OBJECTIVE: Copy the part that opens with the line containing "For this exercise we mark the red tail" and closes with the line containing "[(1039, 509), (736, 579)]", swapping "tyre" for "tire" and keeping everything else the same.

__________

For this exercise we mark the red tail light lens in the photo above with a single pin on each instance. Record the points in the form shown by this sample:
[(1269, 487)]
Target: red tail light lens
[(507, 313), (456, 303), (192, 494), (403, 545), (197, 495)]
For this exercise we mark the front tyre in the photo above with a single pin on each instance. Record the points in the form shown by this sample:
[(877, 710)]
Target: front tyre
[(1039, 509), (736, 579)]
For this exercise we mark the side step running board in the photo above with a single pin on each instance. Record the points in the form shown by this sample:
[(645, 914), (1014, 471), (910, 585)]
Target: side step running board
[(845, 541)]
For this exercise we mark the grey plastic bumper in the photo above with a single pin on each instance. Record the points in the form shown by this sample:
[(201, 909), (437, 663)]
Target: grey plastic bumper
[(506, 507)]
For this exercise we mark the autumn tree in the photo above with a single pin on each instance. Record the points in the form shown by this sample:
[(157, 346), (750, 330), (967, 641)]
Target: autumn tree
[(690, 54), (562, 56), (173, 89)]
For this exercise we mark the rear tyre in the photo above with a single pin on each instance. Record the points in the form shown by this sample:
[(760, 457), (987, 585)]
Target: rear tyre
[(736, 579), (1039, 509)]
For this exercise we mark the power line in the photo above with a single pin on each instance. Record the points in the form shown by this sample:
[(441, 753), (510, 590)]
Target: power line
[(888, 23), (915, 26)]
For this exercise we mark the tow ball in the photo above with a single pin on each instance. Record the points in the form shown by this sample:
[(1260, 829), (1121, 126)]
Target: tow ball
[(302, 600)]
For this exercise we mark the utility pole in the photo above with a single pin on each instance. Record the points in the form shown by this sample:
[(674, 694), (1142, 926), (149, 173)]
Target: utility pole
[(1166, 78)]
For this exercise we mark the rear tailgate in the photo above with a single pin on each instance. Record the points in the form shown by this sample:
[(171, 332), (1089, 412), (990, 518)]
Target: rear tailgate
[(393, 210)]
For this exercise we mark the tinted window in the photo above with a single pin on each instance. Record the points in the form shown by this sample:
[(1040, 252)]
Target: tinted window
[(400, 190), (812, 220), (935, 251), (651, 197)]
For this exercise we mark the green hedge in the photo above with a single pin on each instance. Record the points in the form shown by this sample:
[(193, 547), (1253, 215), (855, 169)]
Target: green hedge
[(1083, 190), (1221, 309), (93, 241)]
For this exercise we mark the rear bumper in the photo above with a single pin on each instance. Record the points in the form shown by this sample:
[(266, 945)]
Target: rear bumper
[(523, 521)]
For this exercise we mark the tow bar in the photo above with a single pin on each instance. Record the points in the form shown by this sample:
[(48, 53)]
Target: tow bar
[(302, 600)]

__________

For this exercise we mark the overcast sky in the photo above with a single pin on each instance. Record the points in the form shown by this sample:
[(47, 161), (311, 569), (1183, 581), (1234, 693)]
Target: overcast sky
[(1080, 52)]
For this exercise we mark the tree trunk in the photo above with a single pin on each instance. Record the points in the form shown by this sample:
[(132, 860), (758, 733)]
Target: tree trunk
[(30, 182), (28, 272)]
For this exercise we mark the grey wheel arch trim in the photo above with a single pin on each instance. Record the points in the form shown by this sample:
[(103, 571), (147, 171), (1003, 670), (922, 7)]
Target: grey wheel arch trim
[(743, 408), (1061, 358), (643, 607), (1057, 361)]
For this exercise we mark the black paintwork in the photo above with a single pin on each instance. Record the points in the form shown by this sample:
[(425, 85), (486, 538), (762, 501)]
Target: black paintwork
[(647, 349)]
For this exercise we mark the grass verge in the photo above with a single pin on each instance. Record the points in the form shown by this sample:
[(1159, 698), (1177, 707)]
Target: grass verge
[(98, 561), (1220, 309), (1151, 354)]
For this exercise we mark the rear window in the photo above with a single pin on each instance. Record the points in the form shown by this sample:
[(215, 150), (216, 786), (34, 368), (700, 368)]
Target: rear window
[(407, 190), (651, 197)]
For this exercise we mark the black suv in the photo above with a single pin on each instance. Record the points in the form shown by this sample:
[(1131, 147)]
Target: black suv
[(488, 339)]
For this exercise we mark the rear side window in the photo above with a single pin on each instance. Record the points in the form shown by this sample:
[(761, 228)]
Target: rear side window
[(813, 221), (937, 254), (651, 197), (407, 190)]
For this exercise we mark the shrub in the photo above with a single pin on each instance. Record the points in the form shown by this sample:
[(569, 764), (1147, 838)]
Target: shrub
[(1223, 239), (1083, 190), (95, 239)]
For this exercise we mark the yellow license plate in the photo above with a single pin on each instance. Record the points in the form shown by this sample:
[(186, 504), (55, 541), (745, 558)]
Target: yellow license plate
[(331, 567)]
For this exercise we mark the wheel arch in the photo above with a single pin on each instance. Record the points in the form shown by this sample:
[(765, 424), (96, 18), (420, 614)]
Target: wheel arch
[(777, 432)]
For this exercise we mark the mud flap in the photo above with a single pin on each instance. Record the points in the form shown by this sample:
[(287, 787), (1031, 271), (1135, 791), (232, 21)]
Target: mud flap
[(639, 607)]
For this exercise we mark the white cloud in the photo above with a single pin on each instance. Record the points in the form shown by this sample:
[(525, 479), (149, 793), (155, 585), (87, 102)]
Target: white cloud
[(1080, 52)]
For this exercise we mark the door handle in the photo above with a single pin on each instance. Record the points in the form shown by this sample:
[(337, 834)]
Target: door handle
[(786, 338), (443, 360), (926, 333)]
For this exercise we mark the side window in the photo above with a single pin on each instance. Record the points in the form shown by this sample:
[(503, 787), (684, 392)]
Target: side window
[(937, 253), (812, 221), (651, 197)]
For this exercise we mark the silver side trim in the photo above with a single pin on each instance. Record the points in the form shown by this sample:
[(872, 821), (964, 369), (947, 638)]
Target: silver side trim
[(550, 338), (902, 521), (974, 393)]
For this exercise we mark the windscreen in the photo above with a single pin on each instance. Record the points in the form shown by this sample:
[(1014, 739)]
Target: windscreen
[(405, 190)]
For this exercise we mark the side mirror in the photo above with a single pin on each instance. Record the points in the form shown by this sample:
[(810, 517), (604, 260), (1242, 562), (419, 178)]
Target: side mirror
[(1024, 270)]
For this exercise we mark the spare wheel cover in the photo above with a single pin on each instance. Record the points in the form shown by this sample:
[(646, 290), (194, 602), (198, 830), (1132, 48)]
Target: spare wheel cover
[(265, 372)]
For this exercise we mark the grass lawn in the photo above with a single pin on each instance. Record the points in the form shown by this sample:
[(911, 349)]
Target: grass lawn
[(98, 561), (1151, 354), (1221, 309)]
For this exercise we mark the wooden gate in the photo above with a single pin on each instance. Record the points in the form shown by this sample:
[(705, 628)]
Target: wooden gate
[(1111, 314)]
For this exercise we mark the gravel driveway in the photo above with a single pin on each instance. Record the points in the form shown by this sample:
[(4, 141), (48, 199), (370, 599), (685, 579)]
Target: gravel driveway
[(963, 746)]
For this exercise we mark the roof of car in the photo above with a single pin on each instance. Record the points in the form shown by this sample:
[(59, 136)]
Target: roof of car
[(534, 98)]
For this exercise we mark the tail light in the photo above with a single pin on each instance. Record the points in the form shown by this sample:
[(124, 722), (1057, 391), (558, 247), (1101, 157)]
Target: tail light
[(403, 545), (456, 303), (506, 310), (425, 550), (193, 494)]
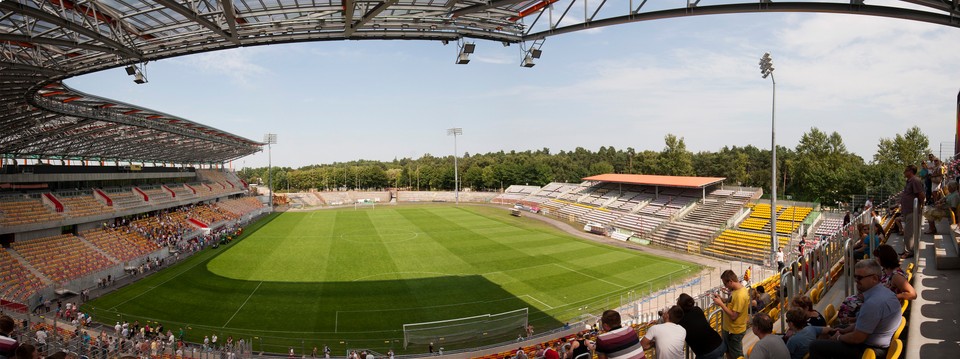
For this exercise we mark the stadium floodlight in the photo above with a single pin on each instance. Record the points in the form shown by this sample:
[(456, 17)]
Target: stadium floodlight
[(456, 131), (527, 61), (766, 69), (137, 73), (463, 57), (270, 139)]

__________

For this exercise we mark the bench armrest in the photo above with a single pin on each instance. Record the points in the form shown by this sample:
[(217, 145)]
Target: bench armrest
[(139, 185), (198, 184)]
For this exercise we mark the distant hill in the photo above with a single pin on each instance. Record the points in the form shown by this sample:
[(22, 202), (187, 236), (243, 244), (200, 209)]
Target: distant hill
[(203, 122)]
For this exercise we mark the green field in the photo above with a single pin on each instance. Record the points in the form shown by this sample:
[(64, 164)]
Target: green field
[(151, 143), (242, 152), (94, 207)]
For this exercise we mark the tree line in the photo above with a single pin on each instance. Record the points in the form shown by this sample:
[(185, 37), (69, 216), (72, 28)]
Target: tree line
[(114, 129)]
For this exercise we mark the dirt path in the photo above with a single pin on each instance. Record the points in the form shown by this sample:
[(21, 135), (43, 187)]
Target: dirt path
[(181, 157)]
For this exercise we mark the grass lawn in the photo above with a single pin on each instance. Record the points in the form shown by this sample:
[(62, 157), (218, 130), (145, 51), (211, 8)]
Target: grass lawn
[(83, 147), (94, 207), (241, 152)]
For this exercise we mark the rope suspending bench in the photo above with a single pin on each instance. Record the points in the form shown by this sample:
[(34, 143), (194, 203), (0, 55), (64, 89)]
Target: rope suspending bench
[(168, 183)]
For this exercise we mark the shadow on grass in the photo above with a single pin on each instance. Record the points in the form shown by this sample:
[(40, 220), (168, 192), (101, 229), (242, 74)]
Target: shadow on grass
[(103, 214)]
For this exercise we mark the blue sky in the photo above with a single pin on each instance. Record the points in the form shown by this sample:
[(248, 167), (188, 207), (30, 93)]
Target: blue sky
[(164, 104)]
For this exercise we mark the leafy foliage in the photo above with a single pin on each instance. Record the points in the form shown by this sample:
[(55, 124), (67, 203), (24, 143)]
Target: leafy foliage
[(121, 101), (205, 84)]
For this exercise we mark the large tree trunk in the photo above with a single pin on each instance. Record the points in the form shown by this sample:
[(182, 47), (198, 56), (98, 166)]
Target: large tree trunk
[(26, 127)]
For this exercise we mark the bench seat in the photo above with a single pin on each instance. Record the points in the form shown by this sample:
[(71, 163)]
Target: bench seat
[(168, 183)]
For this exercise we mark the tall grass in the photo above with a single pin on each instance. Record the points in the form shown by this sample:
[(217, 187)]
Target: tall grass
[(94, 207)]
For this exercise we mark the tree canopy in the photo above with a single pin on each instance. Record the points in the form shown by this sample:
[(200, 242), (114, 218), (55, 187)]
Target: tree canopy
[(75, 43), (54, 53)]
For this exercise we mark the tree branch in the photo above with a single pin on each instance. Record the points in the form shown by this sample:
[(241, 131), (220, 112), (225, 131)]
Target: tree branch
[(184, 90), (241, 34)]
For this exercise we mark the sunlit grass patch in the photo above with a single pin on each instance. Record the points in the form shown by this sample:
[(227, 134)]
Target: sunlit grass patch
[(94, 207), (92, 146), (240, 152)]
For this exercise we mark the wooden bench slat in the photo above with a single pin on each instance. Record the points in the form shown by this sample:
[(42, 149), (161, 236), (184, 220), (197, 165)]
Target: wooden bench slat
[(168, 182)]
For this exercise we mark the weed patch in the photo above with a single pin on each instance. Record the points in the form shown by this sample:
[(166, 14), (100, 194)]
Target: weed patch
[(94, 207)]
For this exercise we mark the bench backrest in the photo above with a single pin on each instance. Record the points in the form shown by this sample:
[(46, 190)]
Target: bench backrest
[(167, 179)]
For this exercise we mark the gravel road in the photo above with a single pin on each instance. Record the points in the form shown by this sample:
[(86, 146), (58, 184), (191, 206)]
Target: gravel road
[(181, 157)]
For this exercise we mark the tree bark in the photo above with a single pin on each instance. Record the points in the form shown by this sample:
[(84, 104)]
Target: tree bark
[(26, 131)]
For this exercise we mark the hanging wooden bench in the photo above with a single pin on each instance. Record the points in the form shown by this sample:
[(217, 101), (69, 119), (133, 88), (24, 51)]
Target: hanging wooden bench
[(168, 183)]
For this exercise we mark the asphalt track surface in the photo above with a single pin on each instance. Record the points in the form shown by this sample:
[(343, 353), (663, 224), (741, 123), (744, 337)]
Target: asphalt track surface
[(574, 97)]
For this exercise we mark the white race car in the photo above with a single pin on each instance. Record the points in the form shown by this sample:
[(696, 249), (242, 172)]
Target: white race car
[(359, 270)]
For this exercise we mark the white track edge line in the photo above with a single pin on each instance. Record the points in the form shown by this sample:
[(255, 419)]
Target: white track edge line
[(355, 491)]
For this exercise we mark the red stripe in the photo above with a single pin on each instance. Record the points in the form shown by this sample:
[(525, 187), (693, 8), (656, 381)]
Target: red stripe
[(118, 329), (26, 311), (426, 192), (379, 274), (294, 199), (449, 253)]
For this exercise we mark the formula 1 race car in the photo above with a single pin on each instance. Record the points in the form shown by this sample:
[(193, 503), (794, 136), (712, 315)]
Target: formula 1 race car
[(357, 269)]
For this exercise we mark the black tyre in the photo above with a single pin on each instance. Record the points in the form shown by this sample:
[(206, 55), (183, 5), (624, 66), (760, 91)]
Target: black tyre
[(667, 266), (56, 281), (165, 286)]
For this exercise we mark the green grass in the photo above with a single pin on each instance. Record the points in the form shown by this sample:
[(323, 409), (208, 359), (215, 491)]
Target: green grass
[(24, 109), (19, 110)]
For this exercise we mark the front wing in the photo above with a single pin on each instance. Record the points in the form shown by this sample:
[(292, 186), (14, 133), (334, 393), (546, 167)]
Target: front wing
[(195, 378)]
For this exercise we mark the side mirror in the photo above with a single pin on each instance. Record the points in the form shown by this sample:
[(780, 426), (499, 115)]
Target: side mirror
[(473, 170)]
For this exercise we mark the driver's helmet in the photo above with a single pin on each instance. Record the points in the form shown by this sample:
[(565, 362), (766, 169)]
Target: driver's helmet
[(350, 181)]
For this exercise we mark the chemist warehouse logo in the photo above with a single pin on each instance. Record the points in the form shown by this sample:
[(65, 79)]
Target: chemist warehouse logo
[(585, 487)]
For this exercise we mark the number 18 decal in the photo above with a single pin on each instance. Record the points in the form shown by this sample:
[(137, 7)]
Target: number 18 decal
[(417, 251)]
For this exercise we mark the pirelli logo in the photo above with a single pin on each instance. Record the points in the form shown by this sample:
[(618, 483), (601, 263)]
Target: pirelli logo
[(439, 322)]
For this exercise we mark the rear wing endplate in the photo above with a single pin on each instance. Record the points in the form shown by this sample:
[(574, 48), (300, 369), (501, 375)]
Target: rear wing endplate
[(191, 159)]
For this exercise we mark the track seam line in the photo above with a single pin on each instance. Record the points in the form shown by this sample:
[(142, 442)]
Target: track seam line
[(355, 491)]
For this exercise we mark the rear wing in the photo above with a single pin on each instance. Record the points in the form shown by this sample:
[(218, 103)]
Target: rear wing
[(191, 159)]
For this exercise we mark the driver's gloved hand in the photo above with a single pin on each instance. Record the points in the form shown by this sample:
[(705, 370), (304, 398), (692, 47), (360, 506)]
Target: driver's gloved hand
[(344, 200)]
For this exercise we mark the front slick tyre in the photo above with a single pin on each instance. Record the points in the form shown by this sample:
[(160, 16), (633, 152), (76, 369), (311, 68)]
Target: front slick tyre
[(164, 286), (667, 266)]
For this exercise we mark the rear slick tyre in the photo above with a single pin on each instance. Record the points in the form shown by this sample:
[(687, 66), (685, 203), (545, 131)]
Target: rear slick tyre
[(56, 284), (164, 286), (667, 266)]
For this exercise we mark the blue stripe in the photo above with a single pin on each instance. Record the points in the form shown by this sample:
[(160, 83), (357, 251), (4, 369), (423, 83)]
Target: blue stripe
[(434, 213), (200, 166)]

__________

ANSWER TO THIS EXERCISE:
For this exercise we mark the red tail light lens in the photo above with a single pin on each instance. Record the points in the form shown by this sample:
[(1269, 487)]
Target: red tail light lens
[(507, 313), (456, 303), (192, 494), (403, 545), (197, 495)]
For this exercise we mark the front tire in the photo above with a single pin on each instance. Record the points in the form shown by this sample:
[(877, 710)]
Target: front tire
[(1039, 509), (736, 579)]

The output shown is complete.